--- begin Selection ---
<offllist> Coverage support for tester

Vijay Kumar Banerjee vijaykumar9597 at gmail.com
Wed May 30 15:32:24 UTC 2018


On 30 May 2018 at 20:18, Gedare Bloom <gedare at rtems.org> wrote:

> Hello Vijay,
>
> Do you expect/need an answer to something in here?
>
> gedare
>
> Hello,

I wanted to know if there were any plans on how covoar
should store the reports when running for multisets.
Earlier it used to be done by the coverage script,
after the recent changes covoar can process multi sets.

I think, covoar should store the reports into separate directories
for each set . eg. score/ , rtems/ . As the coverage can already read
from separate directories.

Any advice on how should it be approached ?

> On Wed, May 30, 2018 at 10:29 AM, Vijay Kumar Banerjee
> <vijaykumar9597 at gmail.com> wrote:
> > On 30 May 2018 at 00:54, Joel Sherrill <joel at rtems.org> wrote:
> >>
> >>
> >>
> >> On Tue, May 29, 2018 at 11:27 AM, Vijay Kumar Banerjee
> >> <vijaykumar9597 at gmail.com> wrote:
> >>>
> >>>
> >>>
> >>> On Tue, 29 May 2018, 20:10 Joel Sherrill, <joel at rtems.org> wrote:
> >>>>
> >>>>
> >>>>
> >>>> On Mon, May 28, 2018 at 11:08 PM, Chris Johns <chrisj at rtems.org>
> wrote:
> >>>>>
> >>>>> On 29/5/18 4:26 am, Joel Sherrill wrote:
> >>>>> > On Mon, May 28, 2018 at 5:43 AM, Vijay Kumar Banerjee
> >>>>> > <vijaykumar9597 at gmail.com
> >>>>> > <mailto:vijaykumar9597 at gmail.com>> wrote:
> >>>>> >
> >>>>> >     Hello,
> >>>>> >
> >>>>> >     The coverage reports are now showing results.
--- end Selection ---
--- begin Extracted material ---
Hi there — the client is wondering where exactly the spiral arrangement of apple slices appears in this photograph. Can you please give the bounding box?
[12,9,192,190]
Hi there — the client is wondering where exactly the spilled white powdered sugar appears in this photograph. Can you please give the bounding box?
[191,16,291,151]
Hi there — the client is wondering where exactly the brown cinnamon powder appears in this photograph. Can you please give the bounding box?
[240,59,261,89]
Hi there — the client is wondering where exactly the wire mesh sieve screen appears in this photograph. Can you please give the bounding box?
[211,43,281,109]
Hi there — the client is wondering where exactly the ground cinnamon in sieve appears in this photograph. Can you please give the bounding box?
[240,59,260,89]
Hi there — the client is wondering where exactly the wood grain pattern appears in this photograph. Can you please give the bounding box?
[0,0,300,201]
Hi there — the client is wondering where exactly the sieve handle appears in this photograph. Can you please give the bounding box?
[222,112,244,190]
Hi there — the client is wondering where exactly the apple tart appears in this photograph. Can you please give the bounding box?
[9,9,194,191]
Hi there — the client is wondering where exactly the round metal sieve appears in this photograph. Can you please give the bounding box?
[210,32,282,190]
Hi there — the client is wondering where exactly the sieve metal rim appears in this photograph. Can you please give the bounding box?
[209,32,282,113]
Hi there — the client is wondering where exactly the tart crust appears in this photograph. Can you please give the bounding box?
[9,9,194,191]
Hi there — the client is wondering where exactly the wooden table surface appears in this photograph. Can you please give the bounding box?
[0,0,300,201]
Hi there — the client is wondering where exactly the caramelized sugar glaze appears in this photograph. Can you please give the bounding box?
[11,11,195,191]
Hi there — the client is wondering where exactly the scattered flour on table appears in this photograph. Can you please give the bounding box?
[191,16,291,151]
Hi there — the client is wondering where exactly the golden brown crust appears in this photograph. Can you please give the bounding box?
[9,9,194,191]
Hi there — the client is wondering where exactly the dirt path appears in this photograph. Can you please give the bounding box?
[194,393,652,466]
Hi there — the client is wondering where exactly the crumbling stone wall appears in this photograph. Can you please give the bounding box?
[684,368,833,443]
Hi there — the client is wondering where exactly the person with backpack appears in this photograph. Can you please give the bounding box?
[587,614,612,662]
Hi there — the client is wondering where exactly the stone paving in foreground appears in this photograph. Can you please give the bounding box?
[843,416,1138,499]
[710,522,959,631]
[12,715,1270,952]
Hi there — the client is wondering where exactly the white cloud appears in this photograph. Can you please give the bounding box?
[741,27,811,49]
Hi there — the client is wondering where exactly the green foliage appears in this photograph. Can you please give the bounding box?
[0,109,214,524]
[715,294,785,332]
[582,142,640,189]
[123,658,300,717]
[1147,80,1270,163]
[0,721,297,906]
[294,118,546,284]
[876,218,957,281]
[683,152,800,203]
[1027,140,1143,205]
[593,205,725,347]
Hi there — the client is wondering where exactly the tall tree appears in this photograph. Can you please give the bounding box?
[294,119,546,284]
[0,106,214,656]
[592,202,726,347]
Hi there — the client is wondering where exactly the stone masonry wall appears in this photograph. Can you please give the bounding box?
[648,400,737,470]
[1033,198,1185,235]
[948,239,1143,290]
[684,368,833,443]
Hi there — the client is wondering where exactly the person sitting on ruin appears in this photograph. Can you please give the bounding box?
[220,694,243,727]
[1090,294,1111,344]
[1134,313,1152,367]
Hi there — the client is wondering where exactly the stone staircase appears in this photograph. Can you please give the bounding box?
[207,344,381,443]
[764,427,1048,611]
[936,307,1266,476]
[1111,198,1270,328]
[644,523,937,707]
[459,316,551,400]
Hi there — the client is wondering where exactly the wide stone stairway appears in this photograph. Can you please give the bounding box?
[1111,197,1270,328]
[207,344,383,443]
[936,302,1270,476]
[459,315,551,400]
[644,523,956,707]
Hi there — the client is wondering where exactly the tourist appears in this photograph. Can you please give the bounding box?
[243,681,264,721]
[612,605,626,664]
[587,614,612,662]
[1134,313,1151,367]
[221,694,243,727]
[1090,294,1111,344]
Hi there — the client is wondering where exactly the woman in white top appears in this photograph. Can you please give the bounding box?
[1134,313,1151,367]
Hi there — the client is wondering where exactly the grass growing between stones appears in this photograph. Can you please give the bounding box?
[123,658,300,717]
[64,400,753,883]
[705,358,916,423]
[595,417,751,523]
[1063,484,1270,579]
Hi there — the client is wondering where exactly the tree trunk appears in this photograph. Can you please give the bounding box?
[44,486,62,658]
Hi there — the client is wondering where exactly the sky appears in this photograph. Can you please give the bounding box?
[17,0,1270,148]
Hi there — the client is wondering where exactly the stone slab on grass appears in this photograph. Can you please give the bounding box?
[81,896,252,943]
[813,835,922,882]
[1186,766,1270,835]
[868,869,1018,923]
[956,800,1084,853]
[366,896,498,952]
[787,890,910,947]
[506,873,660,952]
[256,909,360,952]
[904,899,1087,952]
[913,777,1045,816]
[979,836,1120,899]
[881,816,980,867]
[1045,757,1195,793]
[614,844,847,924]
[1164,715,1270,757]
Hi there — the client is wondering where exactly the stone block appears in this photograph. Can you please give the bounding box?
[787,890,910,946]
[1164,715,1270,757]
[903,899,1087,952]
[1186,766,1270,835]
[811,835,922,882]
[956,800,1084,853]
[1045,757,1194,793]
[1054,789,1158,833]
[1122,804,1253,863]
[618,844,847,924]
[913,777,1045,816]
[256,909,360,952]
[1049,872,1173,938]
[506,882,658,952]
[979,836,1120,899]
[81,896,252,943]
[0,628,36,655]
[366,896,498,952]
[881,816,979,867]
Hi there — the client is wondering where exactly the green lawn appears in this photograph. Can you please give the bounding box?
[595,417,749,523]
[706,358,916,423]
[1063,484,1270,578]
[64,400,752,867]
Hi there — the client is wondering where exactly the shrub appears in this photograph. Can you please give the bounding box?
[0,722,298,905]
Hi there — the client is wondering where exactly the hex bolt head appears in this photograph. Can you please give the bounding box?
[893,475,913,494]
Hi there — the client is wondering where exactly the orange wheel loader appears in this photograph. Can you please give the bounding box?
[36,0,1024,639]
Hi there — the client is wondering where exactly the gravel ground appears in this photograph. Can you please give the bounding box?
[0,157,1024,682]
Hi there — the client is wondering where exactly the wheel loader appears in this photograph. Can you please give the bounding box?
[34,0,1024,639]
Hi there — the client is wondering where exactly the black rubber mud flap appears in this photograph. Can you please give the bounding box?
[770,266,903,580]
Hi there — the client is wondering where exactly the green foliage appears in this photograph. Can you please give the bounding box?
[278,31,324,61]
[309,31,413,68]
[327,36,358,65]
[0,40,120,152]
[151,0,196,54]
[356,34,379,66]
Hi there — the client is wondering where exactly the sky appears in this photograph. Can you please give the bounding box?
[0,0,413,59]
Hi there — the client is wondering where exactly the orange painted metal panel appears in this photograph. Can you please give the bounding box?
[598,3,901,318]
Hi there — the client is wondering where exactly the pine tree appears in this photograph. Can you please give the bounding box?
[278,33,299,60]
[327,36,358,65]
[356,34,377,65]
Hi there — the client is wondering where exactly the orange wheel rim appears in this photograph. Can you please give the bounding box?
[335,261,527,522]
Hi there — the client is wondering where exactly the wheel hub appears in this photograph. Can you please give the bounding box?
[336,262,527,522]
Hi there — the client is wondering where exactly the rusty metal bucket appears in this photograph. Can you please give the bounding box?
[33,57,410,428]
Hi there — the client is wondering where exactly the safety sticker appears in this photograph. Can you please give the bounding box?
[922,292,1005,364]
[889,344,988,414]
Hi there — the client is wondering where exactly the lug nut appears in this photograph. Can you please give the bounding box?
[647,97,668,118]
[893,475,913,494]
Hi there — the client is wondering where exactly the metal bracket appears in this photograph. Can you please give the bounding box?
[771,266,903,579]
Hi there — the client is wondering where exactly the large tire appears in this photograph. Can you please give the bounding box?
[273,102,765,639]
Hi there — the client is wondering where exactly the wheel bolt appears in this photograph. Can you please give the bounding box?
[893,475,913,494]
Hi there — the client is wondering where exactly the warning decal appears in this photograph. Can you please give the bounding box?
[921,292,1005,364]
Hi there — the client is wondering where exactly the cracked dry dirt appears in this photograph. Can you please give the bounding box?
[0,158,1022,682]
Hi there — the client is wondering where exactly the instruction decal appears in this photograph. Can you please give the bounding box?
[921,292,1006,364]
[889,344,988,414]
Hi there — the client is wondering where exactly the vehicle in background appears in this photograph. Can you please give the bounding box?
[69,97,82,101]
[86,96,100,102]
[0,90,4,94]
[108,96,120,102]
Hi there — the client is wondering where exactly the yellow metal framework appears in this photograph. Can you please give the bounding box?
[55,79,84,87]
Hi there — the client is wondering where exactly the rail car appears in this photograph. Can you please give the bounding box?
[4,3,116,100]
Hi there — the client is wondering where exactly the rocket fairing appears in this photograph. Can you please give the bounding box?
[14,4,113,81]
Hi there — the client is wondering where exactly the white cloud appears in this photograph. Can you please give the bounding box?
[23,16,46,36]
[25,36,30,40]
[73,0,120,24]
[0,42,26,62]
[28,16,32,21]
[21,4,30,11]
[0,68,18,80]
--- end Extracted material ---
Description of the task ::
Reproduce the part of the coverage email that starts at "I wanted to" and ends at "process multi sets.".

Response ::
I wanted to know if there were any plans on how covoar
should store the reports when running for multisets.
Earlier it used to be done by the coverage script,
after the recent changes covoar can process multi sets.